Recorded data
═══

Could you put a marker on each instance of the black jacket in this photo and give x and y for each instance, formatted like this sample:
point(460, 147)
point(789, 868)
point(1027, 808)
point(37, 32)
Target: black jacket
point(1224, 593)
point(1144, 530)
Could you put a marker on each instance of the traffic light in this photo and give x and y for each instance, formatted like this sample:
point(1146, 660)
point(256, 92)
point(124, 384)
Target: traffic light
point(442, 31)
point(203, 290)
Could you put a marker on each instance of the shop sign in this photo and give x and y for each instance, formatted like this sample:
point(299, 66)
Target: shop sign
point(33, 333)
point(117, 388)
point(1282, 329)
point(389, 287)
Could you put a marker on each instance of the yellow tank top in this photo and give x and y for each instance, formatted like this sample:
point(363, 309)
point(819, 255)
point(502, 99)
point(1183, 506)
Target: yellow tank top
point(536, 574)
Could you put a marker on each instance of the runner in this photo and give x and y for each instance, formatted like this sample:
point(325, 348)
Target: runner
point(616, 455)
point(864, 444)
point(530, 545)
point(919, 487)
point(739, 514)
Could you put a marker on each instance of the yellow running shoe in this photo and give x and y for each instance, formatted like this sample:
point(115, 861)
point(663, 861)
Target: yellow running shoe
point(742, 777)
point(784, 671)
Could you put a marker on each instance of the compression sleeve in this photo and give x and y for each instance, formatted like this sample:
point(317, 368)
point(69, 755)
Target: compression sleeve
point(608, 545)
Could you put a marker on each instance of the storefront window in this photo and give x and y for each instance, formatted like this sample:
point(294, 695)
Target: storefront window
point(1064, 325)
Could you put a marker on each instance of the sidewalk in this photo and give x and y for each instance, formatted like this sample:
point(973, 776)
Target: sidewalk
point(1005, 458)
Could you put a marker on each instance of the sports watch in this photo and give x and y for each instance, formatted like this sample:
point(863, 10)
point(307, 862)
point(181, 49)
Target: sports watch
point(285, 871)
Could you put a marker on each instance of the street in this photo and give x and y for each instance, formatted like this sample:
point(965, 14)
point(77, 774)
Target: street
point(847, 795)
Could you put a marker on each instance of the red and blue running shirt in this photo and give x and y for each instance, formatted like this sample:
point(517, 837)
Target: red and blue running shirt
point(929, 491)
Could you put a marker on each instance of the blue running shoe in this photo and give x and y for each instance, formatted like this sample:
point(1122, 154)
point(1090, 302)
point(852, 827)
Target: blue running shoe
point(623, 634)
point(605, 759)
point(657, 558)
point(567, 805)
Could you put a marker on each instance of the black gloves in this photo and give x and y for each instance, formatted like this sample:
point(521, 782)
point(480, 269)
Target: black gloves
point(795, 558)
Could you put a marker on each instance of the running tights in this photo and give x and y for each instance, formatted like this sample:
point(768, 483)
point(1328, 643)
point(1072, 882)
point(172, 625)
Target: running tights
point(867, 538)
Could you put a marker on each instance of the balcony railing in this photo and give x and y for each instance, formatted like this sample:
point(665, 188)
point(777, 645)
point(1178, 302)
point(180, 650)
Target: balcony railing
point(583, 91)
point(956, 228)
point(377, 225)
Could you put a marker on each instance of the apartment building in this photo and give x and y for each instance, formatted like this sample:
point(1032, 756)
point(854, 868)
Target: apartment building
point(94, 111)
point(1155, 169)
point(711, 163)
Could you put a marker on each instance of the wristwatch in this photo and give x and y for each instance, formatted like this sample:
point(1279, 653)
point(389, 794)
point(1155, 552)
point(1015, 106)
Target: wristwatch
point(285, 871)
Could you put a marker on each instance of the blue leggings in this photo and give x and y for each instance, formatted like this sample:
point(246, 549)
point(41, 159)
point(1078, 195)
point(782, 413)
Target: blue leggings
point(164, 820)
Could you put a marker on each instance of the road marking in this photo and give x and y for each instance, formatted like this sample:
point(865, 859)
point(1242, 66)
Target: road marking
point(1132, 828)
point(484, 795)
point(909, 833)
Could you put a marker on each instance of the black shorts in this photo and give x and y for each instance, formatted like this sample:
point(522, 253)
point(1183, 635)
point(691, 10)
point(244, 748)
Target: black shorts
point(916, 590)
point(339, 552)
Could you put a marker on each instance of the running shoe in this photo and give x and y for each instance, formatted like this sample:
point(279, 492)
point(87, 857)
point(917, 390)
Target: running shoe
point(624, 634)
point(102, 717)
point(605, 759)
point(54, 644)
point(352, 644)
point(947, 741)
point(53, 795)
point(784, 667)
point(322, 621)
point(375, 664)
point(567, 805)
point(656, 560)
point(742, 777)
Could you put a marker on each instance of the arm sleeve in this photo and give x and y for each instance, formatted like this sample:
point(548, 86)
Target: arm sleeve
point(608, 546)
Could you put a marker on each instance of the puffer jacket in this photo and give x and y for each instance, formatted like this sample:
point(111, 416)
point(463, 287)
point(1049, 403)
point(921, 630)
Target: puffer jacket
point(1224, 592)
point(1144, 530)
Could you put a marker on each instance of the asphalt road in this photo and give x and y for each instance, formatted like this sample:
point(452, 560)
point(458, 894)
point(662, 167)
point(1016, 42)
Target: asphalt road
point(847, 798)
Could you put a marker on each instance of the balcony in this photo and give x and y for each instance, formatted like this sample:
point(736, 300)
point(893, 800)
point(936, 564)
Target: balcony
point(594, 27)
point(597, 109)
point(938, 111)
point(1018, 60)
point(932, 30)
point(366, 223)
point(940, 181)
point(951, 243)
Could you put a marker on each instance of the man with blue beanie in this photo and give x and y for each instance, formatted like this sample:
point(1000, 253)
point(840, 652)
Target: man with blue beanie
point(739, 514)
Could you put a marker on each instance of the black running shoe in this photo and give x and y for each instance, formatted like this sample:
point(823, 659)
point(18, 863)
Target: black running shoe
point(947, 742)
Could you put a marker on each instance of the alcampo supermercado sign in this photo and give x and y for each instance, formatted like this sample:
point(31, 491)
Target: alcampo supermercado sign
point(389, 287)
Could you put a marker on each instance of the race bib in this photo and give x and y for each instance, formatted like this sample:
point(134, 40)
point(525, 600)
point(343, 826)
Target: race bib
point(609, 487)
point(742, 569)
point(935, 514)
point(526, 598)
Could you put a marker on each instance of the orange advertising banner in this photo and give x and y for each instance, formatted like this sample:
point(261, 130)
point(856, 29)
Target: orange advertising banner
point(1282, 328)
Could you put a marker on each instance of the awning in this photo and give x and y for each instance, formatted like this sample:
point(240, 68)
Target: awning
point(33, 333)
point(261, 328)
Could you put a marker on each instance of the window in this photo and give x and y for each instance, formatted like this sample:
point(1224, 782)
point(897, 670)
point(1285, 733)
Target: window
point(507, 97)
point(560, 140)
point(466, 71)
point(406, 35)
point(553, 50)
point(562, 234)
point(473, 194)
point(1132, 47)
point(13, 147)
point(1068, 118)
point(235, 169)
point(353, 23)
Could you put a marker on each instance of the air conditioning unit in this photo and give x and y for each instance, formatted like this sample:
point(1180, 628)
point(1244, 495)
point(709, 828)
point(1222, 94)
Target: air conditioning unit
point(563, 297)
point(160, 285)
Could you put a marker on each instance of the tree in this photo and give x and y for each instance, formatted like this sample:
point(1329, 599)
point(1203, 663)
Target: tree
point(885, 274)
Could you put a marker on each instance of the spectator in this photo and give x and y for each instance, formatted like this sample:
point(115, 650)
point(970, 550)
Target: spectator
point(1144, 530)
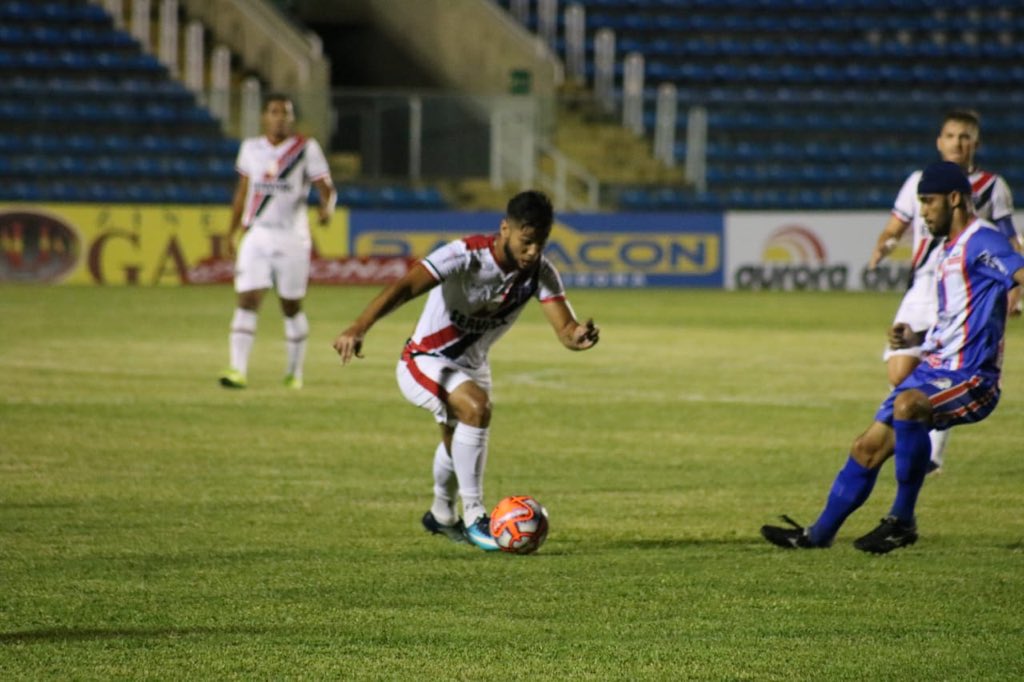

═══

Could you rewrite only the part of the listing that starts with the line containing "the yellow tank" and runs through the line containing "point(536, 574)", both lines included, with each answer coordinate raised by 34 and every request line, sample points included, left unchanged?

Could you put a marker on each instance of the yellow tank top in this photo and give x and y for each instance, formatted like this sample:
point(363, 309)
point(819, 255)
point(502, 99)
point(1183, 506)
Target: yellow tank top
point(570, 608)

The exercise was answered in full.